▶ To do
From the records below, transcribe exactly the lines that begin at the line with "of leaf stem" and end at the line with "region of long", both included.

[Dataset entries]
══════════

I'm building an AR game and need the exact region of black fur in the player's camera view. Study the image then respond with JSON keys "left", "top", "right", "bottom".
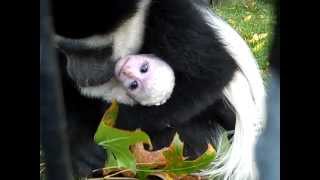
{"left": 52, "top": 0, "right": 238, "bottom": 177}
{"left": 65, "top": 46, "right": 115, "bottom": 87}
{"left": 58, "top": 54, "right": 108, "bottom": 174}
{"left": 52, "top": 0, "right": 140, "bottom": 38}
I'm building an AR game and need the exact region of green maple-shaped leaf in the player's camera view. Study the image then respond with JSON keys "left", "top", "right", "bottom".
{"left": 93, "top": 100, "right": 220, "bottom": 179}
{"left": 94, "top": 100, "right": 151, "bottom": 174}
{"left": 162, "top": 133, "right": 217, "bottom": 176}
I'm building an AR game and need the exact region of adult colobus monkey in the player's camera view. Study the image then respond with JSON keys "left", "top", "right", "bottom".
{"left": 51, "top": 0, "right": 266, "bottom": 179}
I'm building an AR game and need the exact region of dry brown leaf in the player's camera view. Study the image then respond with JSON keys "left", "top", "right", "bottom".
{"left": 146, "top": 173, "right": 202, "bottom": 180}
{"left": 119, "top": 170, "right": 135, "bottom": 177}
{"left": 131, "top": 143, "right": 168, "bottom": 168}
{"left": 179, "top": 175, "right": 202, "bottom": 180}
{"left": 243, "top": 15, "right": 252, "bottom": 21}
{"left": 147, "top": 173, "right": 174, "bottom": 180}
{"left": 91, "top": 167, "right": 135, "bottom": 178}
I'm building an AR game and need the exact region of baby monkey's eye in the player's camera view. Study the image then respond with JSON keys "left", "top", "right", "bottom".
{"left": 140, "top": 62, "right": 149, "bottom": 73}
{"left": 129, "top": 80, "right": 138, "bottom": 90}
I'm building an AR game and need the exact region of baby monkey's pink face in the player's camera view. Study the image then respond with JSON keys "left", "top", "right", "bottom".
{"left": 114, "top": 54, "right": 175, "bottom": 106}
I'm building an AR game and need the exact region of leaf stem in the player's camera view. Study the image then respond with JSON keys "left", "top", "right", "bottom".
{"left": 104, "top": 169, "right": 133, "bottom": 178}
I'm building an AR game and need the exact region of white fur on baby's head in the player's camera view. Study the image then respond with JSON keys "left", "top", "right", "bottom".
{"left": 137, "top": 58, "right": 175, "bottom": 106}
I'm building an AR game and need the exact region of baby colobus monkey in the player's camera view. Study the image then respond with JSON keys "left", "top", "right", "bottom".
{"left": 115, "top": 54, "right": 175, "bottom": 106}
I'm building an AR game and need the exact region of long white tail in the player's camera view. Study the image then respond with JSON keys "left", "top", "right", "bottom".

══════════

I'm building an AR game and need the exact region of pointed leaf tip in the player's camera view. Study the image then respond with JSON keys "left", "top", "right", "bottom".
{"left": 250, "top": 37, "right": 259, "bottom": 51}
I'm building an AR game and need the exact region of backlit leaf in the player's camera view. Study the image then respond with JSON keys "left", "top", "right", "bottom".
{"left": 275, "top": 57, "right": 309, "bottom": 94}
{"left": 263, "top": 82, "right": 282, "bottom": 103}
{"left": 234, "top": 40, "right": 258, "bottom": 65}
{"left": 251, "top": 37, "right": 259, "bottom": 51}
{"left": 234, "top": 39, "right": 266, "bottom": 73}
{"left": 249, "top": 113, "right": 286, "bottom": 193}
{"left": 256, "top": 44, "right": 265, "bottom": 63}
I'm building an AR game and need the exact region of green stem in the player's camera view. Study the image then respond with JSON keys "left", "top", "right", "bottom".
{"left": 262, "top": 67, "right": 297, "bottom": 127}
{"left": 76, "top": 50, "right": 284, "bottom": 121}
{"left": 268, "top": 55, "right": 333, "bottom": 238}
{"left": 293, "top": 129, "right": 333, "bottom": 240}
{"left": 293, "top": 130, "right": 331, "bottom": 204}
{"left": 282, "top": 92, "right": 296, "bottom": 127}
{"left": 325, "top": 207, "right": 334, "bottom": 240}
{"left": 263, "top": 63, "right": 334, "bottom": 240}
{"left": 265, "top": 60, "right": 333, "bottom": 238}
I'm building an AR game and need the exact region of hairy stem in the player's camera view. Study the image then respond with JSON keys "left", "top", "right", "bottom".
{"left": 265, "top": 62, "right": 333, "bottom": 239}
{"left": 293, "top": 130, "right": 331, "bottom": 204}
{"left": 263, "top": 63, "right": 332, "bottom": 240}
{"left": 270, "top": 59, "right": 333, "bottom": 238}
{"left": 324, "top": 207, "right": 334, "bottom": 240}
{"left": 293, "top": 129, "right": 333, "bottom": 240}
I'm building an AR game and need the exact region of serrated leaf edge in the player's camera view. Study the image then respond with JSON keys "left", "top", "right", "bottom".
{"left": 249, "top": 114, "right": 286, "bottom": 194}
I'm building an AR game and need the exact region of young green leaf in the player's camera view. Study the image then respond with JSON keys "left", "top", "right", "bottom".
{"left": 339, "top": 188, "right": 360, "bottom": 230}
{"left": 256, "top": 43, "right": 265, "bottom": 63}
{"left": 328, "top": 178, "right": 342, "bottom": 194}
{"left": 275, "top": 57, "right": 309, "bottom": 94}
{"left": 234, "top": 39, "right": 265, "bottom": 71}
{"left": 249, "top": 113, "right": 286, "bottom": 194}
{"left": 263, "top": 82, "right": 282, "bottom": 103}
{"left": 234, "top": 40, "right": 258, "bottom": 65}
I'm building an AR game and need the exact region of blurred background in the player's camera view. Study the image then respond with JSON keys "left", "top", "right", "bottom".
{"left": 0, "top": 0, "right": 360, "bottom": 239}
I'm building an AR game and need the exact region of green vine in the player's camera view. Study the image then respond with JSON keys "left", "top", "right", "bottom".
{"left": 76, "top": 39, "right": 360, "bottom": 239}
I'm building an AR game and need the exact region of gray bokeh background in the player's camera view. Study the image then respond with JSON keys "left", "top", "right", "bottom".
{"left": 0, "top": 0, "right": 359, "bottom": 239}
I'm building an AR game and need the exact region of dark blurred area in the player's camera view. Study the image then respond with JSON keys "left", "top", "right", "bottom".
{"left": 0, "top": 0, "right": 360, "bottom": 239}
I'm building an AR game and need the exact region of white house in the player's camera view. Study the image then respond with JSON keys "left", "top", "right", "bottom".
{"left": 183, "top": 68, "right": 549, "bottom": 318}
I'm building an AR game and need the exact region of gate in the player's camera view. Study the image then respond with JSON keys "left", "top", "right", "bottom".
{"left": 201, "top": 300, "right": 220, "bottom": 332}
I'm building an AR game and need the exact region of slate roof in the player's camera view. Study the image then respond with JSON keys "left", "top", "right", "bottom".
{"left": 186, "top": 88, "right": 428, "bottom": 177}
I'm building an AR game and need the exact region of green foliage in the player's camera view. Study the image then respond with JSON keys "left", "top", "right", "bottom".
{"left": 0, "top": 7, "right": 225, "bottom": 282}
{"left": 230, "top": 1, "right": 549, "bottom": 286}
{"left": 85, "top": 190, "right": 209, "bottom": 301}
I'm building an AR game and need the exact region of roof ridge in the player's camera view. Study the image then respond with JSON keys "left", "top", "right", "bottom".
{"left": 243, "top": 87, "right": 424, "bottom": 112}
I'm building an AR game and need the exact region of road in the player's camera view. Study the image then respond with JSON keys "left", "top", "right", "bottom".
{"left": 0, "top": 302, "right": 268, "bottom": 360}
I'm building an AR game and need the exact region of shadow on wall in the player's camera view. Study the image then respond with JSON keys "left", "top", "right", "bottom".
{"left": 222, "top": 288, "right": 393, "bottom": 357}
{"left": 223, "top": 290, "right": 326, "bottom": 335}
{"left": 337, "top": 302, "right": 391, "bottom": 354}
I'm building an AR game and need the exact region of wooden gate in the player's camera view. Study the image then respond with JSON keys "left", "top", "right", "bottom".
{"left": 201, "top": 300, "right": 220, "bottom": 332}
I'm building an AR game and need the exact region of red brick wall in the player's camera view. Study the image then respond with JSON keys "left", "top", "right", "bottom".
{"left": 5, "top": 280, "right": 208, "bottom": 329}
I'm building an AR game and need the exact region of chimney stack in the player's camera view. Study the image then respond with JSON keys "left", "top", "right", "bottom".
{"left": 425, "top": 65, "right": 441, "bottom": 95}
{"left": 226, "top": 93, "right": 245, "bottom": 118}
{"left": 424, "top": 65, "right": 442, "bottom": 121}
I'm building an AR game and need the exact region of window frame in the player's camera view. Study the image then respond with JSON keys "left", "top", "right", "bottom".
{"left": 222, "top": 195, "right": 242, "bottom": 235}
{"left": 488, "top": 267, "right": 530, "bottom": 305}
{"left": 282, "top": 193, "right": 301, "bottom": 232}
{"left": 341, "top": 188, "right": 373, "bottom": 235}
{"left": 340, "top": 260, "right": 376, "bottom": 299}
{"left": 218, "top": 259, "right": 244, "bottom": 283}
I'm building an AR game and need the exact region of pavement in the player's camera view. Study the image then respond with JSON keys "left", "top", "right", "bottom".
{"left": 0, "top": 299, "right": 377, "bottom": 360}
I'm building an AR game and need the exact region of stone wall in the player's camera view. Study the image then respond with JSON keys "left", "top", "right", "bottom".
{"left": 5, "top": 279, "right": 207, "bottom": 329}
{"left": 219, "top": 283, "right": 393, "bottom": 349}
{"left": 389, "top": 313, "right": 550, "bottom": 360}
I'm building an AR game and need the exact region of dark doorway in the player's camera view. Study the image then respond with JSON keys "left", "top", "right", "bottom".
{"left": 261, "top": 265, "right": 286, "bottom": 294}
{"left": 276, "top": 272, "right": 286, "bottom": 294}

══════════

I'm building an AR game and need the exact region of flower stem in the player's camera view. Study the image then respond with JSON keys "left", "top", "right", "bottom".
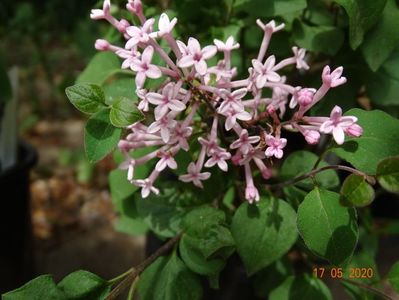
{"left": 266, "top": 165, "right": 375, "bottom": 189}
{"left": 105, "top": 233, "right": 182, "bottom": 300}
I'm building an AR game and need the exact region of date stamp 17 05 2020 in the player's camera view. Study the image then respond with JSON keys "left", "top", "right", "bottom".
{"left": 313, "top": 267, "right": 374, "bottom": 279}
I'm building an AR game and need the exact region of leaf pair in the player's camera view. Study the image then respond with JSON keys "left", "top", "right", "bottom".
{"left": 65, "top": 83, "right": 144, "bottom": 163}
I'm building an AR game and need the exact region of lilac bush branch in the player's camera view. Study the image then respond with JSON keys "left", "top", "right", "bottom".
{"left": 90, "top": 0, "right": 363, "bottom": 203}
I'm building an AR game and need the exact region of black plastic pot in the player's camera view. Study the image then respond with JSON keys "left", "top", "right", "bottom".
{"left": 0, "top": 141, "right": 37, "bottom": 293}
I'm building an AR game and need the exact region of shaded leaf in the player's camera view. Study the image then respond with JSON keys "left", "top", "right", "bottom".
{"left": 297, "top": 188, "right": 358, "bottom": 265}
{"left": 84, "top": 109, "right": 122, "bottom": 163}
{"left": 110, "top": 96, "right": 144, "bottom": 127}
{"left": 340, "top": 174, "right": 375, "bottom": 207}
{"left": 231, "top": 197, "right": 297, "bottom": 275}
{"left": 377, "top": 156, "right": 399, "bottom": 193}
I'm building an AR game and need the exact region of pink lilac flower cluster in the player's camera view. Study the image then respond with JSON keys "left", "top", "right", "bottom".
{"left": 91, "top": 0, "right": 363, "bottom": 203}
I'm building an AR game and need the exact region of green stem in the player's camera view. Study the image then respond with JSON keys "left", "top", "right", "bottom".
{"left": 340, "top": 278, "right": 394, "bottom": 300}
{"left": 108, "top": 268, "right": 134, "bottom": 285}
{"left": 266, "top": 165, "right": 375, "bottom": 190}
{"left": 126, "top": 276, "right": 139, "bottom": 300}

══════════

▶ Output of the task
I'm building an AR game and need the exact region of leaf stem in the player's camera view. Study the image then respond with JSON keys "left", "top", "right", "bottom".
{"left": 104, "top": 169, "right": 133, "bottom": 178}
I'm building an AR game and need the exact region of white fur on baby's head in the player's camera view. Study the image then respond with JSON keys "left", "top", "right", "bottom".
{"left": 137, "top": 58, "right": 175, "bottom": 106}
I'm building an AR game and need the exact region of baby colobus monkey in the player's camera view. Study the image then respond with JSON keys "left", "top", "right", "bottom".
{"left": 115, "top": 54, "right": 175, "bottom": 106}
I'm building an AR game and need the exact region of long white tail in the player's camera view. Study the image then respond with JSON keys "left", "top", "right", "bottom".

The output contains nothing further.